- [Task requirements]:
Starting with the line that contains "this sample: (459,418).", reproduce each line through the end of the listing below, with no other output.

-=-=-

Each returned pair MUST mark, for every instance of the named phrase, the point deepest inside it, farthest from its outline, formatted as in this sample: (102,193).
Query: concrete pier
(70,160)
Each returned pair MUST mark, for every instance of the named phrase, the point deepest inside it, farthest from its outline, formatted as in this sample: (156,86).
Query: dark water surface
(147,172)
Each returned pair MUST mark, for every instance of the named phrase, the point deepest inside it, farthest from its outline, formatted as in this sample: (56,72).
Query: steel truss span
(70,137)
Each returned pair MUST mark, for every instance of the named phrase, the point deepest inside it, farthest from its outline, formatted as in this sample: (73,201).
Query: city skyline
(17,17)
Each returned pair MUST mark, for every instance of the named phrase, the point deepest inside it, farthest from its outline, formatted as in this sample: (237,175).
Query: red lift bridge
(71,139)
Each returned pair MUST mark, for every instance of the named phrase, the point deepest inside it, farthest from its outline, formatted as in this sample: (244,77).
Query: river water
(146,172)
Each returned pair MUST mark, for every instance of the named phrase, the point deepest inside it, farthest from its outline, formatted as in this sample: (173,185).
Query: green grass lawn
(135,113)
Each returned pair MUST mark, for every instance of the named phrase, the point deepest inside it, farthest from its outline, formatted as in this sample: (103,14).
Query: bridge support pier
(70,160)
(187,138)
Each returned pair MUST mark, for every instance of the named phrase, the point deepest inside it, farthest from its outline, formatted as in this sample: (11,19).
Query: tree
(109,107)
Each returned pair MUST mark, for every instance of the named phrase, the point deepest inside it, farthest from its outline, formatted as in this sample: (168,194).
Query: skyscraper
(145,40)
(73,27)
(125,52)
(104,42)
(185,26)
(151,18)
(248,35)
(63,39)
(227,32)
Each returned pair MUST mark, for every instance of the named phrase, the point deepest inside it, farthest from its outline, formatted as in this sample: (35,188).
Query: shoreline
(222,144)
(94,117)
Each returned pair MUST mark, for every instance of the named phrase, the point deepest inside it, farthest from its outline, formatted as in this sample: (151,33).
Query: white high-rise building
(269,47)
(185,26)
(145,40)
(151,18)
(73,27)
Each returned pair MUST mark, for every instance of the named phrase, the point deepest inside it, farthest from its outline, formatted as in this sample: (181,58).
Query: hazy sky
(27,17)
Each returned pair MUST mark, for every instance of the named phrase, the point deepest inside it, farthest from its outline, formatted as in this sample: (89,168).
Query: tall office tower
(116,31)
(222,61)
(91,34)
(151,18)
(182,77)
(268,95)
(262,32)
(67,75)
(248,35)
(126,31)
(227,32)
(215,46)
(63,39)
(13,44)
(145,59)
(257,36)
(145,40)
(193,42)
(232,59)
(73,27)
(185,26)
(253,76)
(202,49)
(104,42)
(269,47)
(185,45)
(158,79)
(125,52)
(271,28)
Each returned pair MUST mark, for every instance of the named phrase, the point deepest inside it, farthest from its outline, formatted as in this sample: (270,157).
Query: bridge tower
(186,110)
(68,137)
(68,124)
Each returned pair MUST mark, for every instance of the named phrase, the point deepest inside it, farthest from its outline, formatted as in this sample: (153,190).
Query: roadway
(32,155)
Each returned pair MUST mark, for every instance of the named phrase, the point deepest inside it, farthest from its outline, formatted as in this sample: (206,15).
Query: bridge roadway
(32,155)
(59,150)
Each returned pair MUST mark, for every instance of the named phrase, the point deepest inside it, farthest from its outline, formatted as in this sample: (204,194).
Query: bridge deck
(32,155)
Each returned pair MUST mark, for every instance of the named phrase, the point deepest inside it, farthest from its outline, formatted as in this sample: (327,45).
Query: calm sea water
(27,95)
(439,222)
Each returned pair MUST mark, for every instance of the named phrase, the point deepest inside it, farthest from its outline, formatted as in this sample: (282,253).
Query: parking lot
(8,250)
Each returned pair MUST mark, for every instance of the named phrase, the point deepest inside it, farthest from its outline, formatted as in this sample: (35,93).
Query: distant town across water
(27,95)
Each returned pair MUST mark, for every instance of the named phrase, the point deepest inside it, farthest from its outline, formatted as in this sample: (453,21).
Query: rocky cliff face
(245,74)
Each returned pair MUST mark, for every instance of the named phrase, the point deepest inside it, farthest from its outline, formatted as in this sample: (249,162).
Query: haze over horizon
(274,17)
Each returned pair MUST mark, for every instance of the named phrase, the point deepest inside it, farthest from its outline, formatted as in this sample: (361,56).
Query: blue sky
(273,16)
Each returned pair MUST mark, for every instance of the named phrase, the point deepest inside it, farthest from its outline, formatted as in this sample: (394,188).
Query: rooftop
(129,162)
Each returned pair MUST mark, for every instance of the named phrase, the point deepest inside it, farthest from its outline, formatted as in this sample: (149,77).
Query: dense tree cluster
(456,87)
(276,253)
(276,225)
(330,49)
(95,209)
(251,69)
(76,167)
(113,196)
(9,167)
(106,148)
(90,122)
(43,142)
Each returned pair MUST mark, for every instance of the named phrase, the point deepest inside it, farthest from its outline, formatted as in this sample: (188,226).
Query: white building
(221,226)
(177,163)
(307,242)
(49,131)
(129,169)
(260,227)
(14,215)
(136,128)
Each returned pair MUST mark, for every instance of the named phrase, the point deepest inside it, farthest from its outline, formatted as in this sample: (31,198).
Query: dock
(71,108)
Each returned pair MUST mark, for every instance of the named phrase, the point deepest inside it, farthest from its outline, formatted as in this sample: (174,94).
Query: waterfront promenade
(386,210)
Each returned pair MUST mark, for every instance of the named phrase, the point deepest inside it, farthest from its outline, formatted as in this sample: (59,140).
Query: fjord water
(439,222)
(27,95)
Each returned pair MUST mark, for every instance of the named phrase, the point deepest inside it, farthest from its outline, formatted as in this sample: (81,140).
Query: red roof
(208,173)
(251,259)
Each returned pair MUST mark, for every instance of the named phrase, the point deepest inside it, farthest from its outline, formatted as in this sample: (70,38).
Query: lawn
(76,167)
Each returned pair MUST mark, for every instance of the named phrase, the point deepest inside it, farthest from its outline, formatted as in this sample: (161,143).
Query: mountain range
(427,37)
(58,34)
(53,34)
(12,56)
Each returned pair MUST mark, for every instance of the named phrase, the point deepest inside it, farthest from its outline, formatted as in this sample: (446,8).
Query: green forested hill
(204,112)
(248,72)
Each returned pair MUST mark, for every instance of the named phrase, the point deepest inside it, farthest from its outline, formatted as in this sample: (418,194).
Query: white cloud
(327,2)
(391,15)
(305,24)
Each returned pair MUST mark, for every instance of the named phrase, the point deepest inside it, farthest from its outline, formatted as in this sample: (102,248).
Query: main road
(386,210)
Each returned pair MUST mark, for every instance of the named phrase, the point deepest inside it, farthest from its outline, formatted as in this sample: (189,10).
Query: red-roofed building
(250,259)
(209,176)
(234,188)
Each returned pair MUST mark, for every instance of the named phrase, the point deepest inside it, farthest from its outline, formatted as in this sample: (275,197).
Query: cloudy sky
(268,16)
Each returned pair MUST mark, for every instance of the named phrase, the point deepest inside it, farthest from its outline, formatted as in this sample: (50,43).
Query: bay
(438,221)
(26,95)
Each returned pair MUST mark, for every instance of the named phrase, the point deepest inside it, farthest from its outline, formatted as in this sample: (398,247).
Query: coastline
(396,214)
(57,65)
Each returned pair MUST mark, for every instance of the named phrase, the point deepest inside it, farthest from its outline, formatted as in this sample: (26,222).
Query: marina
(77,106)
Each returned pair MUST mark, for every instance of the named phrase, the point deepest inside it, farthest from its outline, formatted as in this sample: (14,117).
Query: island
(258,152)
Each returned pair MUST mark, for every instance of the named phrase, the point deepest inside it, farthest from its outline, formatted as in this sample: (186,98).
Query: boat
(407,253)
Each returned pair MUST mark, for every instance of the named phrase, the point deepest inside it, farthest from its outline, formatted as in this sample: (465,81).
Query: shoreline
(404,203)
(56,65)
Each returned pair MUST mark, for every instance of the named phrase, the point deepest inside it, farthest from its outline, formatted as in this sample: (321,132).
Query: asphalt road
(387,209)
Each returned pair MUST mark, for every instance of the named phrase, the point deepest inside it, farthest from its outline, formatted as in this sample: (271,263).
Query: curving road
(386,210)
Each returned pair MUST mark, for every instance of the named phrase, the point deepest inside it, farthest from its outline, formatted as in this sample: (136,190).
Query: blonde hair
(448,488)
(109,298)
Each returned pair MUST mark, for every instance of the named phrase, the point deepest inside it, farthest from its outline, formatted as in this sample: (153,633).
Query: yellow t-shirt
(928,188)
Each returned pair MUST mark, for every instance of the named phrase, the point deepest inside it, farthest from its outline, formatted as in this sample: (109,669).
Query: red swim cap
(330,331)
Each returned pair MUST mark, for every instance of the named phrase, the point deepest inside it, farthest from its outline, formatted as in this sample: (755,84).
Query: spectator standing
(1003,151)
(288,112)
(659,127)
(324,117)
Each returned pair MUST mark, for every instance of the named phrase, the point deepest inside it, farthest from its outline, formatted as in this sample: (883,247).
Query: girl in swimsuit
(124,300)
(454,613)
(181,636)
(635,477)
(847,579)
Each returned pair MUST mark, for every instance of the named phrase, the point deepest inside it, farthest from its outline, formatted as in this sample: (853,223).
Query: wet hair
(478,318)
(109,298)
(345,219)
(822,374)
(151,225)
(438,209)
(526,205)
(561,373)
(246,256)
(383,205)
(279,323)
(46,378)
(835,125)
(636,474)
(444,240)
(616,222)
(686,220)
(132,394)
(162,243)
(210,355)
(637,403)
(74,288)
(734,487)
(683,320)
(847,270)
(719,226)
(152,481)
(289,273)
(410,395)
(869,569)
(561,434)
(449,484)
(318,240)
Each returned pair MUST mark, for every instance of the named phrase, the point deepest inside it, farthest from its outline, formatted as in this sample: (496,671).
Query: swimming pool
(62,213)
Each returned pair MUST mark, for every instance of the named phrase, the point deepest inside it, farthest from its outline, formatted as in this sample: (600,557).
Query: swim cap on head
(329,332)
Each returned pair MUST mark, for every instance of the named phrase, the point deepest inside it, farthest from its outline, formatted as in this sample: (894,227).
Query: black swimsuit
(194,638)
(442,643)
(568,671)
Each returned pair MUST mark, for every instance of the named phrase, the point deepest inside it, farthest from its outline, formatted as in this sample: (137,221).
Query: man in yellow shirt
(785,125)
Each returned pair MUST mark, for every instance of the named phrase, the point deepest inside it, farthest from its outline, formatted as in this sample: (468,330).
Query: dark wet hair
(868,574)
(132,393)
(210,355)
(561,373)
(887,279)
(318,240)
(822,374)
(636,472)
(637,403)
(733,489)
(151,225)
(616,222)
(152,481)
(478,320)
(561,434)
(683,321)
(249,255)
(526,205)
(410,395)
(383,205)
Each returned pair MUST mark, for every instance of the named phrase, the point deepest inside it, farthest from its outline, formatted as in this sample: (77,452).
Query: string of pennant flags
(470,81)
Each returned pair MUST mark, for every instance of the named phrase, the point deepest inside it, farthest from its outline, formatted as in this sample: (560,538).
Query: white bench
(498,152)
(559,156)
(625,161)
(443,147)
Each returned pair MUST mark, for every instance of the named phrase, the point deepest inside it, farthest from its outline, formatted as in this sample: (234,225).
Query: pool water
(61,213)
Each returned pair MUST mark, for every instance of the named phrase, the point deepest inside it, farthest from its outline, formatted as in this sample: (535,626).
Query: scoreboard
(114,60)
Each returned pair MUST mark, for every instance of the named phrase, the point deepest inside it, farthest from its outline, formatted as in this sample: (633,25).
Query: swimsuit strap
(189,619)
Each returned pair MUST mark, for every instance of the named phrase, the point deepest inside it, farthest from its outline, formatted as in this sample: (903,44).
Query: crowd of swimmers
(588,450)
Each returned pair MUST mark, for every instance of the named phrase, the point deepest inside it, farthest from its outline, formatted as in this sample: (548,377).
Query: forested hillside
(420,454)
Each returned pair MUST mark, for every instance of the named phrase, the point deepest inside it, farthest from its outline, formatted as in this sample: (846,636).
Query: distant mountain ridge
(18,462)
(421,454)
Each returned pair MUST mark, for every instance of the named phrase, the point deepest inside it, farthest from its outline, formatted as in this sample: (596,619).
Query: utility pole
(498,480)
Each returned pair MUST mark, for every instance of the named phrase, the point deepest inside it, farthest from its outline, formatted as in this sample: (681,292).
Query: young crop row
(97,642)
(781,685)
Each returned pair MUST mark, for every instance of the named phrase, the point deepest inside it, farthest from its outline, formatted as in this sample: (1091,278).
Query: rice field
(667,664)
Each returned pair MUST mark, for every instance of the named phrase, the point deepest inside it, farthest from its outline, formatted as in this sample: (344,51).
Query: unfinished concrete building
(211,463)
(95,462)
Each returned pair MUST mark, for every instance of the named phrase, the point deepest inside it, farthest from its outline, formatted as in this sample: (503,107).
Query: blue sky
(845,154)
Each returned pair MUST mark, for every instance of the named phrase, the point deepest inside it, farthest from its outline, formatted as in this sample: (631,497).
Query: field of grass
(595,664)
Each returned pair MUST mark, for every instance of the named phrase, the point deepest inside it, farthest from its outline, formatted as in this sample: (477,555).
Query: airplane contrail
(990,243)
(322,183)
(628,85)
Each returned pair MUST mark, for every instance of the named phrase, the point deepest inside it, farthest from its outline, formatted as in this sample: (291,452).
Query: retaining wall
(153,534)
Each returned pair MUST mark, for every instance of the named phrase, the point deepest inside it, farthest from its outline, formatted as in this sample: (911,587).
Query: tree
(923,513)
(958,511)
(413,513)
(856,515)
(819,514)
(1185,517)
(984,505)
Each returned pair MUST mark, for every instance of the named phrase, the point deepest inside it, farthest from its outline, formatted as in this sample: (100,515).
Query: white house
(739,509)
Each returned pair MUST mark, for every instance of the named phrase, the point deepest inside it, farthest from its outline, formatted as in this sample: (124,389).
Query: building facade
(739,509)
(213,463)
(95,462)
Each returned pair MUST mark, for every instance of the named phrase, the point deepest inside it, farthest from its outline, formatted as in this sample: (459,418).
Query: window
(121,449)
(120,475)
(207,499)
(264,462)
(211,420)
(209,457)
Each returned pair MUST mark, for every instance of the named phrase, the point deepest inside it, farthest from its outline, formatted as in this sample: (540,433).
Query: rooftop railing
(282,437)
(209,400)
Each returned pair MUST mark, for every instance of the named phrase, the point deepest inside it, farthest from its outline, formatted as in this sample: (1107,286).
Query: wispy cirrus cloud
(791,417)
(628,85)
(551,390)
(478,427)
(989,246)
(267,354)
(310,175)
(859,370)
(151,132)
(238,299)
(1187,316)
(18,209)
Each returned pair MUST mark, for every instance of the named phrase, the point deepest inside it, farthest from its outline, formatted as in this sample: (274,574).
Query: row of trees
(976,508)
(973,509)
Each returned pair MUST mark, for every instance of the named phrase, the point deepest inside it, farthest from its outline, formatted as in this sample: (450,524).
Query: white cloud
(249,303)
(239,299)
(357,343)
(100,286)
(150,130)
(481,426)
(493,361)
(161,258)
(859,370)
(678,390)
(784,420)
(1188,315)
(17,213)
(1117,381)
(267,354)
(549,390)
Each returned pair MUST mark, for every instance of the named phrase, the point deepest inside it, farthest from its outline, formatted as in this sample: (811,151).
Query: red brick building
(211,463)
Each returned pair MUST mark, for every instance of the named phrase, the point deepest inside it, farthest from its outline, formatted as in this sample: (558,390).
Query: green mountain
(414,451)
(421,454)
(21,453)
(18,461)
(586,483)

-=-=-

- [Correct output]:
Each returned pair MUST mark, for every instance of the named phrase, the point deepest inside it, farthest from its outline, formatted as in this sample: (459,418).
Query: window
(121,449)
(120,475)
(207,499)
(264,462)
(211,420)
(209,457)
Each returned pair MUST mark, for every instance of the named phrase, the point deepest inside it, farthest from its outline, formatted as in this sample: (540,433).
Query: rooftop railing
(282,437)
(209,400)
Each returned pair MUST mark, for every instance of the named phrase, the point deepest inside it, farthest from its outline, formatted as in this sample: (1107,286).
Query: wispy cirrus cloud
(791,417)
(628,85)
(551,390)
(478,427)
(989,246)
(267,354)
(310,175)
(859,370)
(151,132)
(238,299)
(1187,316)
(18,209)
Each returned pair MUST mark, for every instance of the named phrase, the point deepest inside it, farthest from its outline, formatted as in this sample: (274,574).
Query: row of trees
(976,508)
(973,509)
Each returned pair MUST mark, for every instance of the named phrase, the point deepest inside it, farthest from its outline, formatted as in this sample: (450,524).
Query: white cloud
(249,303)
(239,299)
(357,343)
(100,286)
(150,130)
(481,426)
(493,361)
(161,258)
(859,370)
(678,390)
(784,420)
(1188,315)
(17,213)
(1117,381)
(267,354)
(549,390)
Each returned pair MUST mark, for every instance of the named phrase, the point deepest inside it, farthest from its outline, formatted as in this sample: (811,151).
Query: red brick building
(211,463)
Each returned pair MUST mark, for every instance of the named phrase, the point deepest inside it, farthest from its outline, formatted as in this sample: (558,390).
Query: green mountain
(414,451)
(421,454)
(21,453)
(18,461)
(586,483)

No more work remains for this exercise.